| Instruction |
In the passage about Tetley's round-the-world sailing race, on what date did he sight Cape Horn?

| Page extract |
Tetley departed England on September 16. It took him awhile to get settled into the routine of racing around the world while listening to good music and eating like a king. Tetley was a gourmand, and before the race he and his wife had prepared an almost inexhaustible supply of gourmet foods. He began the race with smoked trout and fresh fruit, with an entrée of roast chicken accompanied by Handel’s “Water Music.” It was reported that in the trade winds he began catching flying fish, which he fried in butter, serving them with Polish sausage, roast duck and smoked salmon.
 
On March 18 he sighted Cape Horn and celebrated with another fine meal. Thinking that he had to beat Crowhurst — who had never left the southern ocean — Tetley pushed his boat to where it finally began breaking up. On April 19 he crossed his outbound track, thus becoming the first trimaran to circumnavigate. But his good luck was not to last. On May 20, 1,100 miles from home and 245 days out, his port hull broke loose. He abandoned ship and was rescued by the Coast Guard. Tetley was the first man to sail solo around the world in a trimaran in record time of 179 days. He was also the first to sail a trimaran around Cape Horn. He received a consolation prize of £1,000 at the conclusion of the race. Had it not been for the fiction that Crowhurst perpetrated, forcing Tetley to push his boat beyond its limits, Tetley might have been the victor of the race instead of Knox-Johnston. Perhaps then his life would have taken a better turn. Tetley hanged himself in 1972.

Dataset items

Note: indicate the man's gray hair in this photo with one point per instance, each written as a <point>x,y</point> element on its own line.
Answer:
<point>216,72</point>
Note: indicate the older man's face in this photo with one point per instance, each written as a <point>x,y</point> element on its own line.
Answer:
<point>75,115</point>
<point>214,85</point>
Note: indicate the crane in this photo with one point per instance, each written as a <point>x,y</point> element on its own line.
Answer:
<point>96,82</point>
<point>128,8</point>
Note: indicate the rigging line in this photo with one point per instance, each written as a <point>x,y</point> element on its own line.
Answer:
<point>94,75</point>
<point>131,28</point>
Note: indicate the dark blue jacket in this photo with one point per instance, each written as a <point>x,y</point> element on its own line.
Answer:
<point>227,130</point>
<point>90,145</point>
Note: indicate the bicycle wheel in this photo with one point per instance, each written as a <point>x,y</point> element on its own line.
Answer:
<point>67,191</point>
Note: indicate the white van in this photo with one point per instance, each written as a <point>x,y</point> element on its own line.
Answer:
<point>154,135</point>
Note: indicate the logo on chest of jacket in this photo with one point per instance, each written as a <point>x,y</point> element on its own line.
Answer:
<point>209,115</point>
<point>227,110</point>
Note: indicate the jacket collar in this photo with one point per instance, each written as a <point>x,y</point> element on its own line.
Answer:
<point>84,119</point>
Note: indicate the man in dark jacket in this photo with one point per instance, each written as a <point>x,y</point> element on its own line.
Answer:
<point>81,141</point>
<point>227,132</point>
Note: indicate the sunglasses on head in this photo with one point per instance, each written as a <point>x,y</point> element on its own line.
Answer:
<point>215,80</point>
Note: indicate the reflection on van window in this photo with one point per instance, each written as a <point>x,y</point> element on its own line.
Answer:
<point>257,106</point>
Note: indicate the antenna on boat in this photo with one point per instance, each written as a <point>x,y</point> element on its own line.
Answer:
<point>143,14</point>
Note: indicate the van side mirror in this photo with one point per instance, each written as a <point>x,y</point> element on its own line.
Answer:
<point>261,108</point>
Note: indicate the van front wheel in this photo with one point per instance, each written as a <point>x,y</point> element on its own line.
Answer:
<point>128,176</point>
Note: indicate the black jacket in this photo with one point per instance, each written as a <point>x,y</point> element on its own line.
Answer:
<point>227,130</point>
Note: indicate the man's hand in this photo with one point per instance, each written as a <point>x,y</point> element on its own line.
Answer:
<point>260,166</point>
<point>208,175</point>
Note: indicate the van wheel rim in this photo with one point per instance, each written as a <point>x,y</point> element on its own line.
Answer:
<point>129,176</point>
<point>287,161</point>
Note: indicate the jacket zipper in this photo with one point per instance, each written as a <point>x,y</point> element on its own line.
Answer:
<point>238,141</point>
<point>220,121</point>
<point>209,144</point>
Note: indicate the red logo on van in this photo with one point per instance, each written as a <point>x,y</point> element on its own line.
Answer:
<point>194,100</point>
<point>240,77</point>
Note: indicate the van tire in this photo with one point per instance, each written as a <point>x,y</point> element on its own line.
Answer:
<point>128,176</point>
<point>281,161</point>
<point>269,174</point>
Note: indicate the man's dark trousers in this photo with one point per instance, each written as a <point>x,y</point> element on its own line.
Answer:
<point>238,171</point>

--

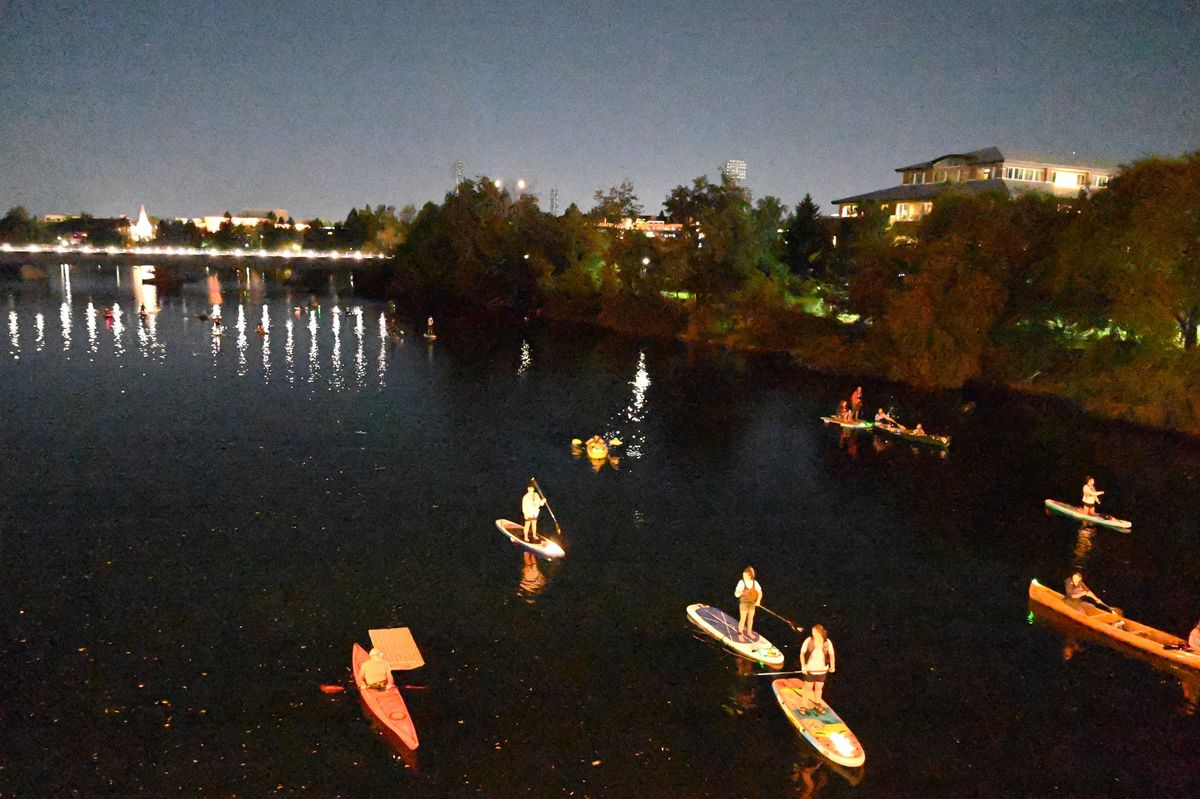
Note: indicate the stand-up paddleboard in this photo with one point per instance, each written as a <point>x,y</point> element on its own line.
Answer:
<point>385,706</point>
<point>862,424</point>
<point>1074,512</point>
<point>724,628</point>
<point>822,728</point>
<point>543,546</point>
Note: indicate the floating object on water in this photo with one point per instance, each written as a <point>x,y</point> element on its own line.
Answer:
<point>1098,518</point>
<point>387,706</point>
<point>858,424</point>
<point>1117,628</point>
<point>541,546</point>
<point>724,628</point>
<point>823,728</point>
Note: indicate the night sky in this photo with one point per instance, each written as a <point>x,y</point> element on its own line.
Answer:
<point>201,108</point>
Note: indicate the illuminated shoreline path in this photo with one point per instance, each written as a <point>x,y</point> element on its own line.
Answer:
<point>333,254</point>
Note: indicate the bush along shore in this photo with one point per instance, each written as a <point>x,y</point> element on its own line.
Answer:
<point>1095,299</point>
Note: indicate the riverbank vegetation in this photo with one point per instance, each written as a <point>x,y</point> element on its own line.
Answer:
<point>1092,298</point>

| Complete answer |
March 18